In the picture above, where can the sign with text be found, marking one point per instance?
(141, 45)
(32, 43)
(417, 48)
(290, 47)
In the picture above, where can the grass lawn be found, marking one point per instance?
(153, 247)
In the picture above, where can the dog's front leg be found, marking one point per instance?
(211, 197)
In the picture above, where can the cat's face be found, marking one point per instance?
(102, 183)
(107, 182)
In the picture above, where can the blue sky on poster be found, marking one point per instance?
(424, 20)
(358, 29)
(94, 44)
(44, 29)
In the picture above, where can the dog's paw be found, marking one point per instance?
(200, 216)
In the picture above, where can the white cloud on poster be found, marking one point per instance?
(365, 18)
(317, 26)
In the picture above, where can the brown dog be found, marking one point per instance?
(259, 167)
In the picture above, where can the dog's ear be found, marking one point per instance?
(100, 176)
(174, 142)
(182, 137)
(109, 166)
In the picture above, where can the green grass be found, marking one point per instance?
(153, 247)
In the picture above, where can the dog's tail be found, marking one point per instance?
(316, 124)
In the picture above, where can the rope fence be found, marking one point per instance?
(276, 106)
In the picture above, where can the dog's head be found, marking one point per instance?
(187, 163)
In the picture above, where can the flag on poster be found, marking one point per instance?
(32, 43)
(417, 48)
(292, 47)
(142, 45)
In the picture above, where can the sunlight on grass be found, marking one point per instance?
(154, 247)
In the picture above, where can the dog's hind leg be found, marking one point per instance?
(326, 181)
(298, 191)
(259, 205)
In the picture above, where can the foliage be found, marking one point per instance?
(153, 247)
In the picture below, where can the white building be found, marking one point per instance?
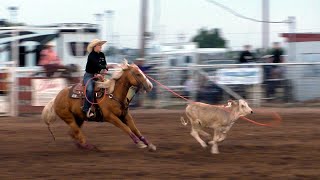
(71, 40)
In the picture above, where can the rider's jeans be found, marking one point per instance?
(89, 90)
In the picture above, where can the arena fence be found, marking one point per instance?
(262, 84)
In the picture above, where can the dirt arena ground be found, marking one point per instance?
(290, 151)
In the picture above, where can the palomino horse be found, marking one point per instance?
(113, 106)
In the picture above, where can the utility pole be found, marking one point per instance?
(292, 37)
(143, 25)
(265, 25)
(13, 10)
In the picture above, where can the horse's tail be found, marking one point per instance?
(49, 115)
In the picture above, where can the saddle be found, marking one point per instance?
(77, 91)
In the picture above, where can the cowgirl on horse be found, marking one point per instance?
(113, 103)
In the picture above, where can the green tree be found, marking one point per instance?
(209, 38)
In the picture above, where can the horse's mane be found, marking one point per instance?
(110, 83)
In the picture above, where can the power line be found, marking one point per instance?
(242, 16)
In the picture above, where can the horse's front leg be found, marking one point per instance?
(117, 122)
(130, 122)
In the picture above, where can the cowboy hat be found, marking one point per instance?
(93, 43)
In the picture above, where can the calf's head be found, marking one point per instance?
(241, 106)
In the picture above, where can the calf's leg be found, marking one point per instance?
(195, 133)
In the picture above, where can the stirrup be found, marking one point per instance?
(90, 114)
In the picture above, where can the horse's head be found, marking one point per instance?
(136, 77)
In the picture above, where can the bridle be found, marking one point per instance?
(144, 84)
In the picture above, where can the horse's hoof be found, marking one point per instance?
(141, 145)
(152, 147)
(87, 146)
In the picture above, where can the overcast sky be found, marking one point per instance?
(176, 17)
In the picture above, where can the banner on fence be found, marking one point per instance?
(239, 76)
(43, 90)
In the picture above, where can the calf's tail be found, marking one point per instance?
(183, 122)
(49, 116)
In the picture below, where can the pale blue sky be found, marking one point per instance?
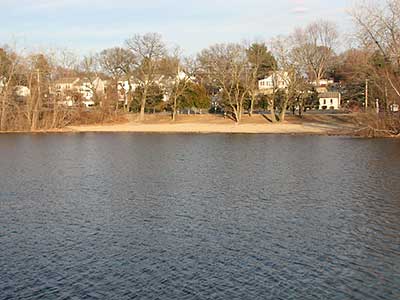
(91, 25)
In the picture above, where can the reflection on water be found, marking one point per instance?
(119, 216)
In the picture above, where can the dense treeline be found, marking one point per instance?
(143, 75)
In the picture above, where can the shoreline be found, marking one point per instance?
(324, 125)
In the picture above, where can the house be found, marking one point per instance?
(323, 85)
(64, 87)
(278, 80)
(329, 100)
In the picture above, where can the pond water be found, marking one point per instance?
(136, 216)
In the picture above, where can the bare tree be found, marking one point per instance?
(9, 62)
(148, 50)
(91, 71)
(379, 29)
(119, 63)
(227, 65)
(289, 73)
(262, 63)
(179, 72)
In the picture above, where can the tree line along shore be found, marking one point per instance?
(306, 71)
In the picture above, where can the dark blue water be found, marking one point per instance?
(129, 216)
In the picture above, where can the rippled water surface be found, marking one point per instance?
(125, 216)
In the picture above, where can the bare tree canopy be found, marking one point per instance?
(314, 48)
(227, 65)
(148, 50)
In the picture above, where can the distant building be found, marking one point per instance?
(278, 80)
(329, 100)
(64, 87)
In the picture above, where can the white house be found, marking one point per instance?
(278, 80)
(81, 86)
(323, 85)
(329, 100)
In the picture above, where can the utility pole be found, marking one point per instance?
(366, 94)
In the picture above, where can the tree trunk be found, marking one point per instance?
(253, 99)
(3, 115)
(174, 110)
(143, 104)
(282, 113)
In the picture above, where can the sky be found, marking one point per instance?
(86, 26)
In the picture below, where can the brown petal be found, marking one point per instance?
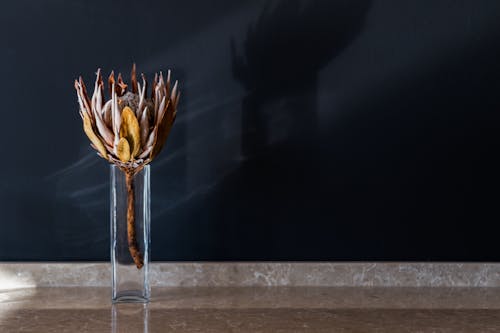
(122, 87)
(111, 81)
(133, 79)
(123, 150)
(163, 129)
(153, 87)
(144, 126)
(130, 130)
(87, 128)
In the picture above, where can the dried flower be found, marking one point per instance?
(129, 130)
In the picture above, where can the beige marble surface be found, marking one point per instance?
(254, 309)
(381, 274)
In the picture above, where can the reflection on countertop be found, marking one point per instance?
(254, 309)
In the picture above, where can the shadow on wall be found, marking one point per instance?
(282, 55)
(260, 210)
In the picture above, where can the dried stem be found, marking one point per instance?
(131, 234)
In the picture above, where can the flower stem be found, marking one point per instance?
(131, 235)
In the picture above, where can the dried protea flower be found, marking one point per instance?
(130, 129)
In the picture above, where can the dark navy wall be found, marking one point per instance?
(307, 130)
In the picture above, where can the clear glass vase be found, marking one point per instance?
(130, 235)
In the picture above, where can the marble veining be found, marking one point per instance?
(254, 309)
(248, 274)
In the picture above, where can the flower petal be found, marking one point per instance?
(87, 128)
(130, 130)
(123, 150)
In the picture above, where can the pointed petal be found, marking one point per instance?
(133, 79)
(130, 130)
(87, 128)
(106, 114)
(111, 81)
(121, 87)
(164, 127)
(123, 150)
(144, 126)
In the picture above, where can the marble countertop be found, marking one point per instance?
(254, 309)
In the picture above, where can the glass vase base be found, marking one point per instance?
(132, 296)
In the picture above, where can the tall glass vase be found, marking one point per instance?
(130, 235)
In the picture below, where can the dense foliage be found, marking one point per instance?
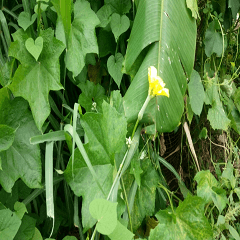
(119, 119)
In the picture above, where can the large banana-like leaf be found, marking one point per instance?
(167, 29)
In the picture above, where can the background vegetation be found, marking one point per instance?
(73, 78)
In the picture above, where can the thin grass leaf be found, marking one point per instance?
(10, 13)
(69, 128)
(49, 179)
(182, 186)
(124, 165)
(74, 132)
(5, 29)
(38, 191)
(26, 6)
(55, 108)
(4, 44)
(48, 137)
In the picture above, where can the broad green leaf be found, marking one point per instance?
(121, 232)
(116, 101)
(213, 40)
(192, 5)
(106, 132)
(114, 65)
(234, 232)
(20, 209)
(119, 25)
(119, 6)
(64, 10)
(34, 79)
(106, 214)
(187, 222)
(6, 73)
(104, 14)
(82, 38)
(27, 229)
(37, 235)
(236, 98)
(7, 135)
(216, 114)
(83, 184)
(196, 93)
(91, 93)
(169, 32)
(208, 188)
(69, 238)
(218, 118)
(144, 203)
(25, 20)
(34, 47)
(9, 224)
(21, 160)
(234, 5)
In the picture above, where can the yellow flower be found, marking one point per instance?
(156, 84)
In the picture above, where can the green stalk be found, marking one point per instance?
(140, 114)
(37, 192)
(69, 128)
(76, 218)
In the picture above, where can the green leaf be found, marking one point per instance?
(83, 184)
(234, 5)
(7, 135)
(196, 93)
(69, 238)
(208, 188)
(136, 169)
(64, 10)
(168, 34)
(233, 232)
(144, 203)
(187, 222)
(82, 38)
(34, 47)
(9, 224)
(6, 73)
(218, 118)
(20, 209)
(114, 65)
(192, 5)
(104, 14)
(119, 6)
(37, 235)
(25, 20)
(213, 40)
(33, 80)
(21, 160)
(102, 129)
(119, 25)
(116, 101)
(228, 174)
(27, 229)
(121, 232)
(106, 214)
(106, 43)
(91, 93)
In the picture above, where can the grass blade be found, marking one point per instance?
(5, 29)
(182, 186)
(69, 128)
(48, 137)
(49, 180)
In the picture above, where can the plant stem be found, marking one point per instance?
(140, 114)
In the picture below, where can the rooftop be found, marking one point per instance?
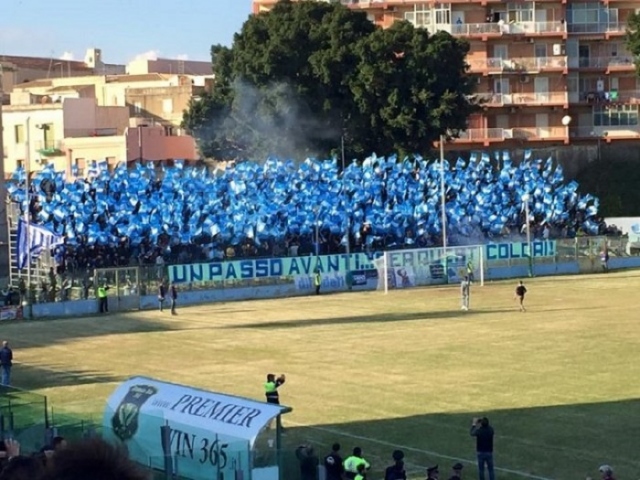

◆ ◆ ◆

- WRITTEN EXERCISE:
Collect every line of the records that contains the word "vase", treating uppercase and lowercase as different.

- FULL RESPONSE:
In the picture above, where can the clear glass vase be found, marking one point per instance?
In the picture above, where can the glass vase base be found, marking one point per instance?
In the picture above, where can the tall glass vase be found, marking one point per instance?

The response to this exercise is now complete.